[begin Data to process]
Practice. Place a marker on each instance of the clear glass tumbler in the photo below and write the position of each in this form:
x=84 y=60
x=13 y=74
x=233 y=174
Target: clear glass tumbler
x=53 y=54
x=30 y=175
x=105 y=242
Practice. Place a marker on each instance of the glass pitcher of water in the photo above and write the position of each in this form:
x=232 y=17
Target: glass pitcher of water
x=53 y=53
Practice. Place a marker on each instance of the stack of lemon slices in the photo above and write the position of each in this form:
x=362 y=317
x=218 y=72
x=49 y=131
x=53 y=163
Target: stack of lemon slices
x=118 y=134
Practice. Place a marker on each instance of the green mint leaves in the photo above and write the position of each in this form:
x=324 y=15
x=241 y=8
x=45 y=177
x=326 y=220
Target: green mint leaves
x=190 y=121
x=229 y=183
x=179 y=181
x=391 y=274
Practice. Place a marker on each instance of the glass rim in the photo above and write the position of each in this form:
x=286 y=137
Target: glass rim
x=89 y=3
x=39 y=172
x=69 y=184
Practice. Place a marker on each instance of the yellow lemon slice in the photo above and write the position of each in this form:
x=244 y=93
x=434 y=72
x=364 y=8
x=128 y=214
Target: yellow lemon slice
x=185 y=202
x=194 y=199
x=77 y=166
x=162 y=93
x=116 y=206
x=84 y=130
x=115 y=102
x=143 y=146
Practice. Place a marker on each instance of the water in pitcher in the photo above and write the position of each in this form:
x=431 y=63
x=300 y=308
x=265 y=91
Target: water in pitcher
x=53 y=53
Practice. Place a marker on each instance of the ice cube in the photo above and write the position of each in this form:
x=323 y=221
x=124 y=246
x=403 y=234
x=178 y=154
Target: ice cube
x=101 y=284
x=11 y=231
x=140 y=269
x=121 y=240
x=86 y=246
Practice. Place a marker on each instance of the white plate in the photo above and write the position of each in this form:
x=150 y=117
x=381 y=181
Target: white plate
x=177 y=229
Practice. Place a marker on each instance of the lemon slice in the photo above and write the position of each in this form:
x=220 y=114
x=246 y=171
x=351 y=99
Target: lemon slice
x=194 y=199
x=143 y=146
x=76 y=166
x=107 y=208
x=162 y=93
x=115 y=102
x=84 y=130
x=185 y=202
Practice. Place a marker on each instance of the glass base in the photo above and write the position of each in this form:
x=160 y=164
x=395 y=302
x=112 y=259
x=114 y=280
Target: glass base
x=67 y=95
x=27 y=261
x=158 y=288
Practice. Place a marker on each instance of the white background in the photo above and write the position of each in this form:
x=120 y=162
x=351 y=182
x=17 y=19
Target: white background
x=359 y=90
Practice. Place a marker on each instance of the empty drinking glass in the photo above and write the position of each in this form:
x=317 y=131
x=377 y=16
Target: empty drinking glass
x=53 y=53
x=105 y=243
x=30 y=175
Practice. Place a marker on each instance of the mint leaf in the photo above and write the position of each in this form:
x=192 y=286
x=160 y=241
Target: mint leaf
[end Data to process]
Reproduce the lines of the items word for word, starting with the line containing "Practice. Place a marker on each instance of the water" and continuing up to and including the line containing "x=177 y=229".

§ **Exercise solution**:
Practice. Place a marker on each instance of the water in pitcher in the photo above and write the position of each in this form:
x=431 y=63
x=300 y=308
x=265 y=91
Target: water in pitcher
x=53 y=53
Practice. Place a marker on each instance of the ice cube in the photo above and write the position of each in this form:
x=323 y=221
x=124 y=246
x=403 y=234
x=178 y=154
Target: ice cube
x=101 y=284
x=11 y=231
x=140 y=269
x=121 y=240
x=86 y=246
Practice. Place a marker on each instance of the white plate in the photo above and write the position of each in this form:
x=150 y=117
x=381 y=181
Target: white plate
x=177 y=229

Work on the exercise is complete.